### Action item
Restate exactly, please, each line of the listing from the one with "of the tall" to the last, including both.

◆ ◆ ◆

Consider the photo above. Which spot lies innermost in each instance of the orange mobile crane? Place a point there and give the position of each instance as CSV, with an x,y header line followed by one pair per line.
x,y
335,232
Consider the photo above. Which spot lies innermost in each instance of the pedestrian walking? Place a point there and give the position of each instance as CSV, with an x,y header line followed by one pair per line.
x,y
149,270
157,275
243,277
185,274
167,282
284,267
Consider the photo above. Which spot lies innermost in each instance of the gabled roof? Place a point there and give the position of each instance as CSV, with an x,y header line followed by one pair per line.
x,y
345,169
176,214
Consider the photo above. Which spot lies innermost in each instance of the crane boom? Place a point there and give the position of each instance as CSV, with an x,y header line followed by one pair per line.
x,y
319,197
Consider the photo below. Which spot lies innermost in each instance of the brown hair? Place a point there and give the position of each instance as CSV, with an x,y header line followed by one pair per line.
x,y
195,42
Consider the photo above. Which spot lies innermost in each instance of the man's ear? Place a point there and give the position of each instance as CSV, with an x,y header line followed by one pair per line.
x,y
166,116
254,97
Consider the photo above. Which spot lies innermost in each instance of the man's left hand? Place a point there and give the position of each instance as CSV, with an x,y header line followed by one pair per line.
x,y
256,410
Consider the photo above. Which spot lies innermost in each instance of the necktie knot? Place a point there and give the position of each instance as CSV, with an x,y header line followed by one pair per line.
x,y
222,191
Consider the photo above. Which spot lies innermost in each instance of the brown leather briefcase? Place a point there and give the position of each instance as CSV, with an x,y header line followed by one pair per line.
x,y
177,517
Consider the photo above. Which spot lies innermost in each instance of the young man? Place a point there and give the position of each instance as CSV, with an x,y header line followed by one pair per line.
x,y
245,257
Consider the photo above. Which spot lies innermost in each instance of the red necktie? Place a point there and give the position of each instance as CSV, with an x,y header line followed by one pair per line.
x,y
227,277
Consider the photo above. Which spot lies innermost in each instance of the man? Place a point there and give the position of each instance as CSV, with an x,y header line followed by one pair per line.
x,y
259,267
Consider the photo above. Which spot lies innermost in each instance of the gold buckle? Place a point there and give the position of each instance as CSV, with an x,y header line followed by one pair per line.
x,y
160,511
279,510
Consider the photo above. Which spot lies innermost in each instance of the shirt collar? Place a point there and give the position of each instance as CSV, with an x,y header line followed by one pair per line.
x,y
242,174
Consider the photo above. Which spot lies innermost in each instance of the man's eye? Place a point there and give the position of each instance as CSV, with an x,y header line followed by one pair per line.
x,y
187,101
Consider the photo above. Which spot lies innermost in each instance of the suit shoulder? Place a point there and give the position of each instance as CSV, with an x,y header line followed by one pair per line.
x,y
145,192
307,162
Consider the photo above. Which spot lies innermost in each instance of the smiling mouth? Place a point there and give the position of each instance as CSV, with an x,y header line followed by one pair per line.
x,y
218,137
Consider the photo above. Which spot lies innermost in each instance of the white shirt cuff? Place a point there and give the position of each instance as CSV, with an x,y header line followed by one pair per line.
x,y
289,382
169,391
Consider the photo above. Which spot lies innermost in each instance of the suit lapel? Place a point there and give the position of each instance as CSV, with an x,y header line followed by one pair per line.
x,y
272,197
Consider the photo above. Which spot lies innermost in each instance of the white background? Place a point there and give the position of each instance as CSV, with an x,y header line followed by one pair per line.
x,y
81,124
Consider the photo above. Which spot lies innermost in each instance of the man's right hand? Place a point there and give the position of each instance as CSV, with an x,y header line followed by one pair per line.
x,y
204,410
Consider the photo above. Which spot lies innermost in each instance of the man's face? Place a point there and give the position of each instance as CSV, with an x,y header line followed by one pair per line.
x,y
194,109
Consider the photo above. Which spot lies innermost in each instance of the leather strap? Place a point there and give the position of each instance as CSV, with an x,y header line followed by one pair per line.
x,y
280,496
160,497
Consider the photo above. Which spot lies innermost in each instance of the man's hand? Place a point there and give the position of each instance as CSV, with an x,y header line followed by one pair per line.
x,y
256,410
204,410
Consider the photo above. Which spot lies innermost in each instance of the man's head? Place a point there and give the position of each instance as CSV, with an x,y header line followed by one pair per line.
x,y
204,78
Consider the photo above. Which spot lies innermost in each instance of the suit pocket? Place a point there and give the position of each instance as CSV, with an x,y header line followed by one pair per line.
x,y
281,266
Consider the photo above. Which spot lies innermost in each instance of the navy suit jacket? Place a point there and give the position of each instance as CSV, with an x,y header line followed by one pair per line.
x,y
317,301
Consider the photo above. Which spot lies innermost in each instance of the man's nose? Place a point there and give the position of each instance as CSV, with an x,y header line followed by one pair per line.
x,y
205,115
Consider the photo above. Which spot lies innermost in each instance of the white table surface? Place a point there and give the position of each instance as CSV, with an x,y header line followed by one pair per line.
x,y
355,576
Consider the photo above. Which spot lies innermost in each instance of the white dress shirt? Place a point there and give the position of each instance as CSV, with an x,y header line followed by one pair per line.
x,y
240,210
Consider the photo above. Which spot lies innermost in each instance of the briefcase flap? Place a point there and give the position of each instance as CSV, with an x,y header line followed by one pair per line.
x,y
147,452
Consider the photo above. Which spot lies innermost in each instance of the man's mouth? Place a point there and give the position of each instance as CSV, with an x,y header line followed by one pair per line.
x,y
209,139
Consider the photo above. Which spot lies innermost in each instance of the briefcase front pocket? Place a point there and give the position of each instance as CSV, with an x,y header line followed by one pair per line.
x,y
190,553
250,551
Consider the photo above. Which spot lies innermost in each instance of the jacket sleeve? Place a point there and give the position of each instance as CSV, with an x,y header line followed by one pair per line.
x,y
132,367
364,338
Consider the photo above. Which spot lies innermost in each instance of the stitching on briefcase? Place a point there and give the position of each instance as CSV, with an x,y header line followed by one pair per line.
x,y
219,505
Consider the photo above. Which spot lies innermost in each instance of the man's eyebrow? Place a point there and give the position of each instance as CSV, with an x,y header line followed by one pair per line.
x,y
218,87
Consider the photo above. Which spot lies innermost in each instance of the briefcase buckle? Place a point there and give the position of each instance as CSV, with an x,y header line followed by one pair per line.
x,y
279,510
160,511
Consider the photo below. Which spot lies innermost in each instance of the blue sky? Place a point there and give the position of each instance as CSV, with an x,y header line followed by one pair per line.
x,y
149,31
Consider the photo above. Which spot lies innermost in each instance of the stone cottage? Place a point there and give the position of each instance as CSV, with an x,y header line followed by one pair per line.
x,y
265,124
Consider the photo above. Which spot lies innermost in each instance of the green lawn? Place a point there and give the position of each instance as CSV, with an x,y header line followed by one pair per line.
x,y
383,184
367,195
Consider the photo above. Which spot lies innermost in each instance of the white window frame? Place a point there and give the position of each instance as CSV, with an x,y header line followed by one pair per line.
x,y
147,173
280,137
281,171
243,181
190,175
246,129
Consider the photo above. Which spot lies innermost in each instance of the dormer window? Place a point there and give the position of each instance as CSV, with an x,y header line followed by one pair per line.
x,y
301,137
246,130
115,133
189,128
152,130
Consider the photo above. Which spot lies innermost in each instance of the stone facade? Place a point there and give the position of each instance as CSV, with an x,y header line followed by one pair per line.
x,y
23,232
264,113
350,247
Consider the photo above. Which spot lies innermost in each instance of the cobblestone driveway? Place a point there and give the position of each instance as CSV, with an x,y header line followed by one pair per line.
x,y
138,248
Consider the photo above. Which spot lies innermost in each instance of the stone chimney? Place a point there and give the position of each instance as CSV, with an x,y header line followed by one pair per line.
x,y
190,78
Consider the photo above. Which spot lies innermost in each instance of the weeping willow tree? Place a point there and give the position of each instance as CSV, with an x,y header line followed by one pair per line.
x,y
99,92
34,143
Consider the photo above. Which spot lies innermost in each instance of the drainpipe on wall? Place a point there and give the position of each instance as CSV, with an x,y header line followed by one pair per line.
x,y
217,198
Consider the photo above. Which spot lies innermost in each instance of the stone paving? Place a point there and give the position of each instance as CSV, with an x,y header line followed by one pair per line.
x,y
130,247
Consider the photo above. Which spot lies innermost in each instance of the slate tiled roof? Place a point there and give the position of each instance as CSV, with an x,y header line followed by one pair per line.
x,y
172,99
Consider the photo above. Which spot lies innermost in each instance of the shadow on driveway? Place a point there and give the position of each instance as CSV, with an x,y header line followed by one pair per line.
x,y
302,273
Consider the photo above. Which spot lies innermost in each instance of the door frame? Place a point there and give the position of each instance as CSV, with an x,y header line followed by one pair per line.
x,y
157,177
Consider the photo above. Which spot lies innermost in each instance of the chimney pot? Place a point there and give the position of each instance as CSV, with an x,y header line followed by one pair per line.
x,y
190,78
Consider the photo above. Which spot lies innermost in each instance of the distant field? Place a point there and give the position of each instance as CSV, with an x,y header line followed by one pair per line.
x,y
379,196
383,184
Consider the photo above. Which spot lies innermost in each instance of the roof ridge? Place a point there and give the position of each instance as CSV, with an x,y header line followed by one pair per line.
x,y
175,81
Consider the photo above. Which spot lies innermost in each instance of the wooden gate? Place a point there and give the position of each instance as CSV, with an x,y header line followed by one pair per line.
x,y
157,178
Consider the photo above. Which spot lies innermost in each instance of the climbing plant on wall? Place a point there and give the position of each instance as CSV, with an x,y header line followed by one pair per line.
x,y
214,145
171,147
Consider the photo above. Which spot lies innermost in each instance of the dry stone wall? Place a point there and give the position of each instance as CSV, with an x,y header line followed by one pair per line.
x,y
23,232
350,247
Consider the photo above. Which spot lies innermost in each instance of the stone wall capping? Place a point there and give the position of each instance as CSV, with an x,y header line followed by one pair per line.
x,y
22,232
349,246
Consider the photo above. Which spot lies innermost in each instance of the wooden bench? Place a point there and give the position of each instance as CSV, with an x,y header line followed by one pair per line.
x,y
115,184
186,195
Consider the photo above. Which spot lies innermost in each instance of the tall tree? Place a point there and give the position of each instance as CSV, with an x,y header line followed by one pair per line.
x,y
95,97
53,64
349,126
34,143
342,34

◆ ◆ ◆

### The completed task
Consider the photo above. Which spot lies innermost in each instance of the tall tree? Place a point there and give the position of each instance as CSV, with an x,y header line followed by one pair per line.
x,y
95,97
53,64
349,126
34,143
342,34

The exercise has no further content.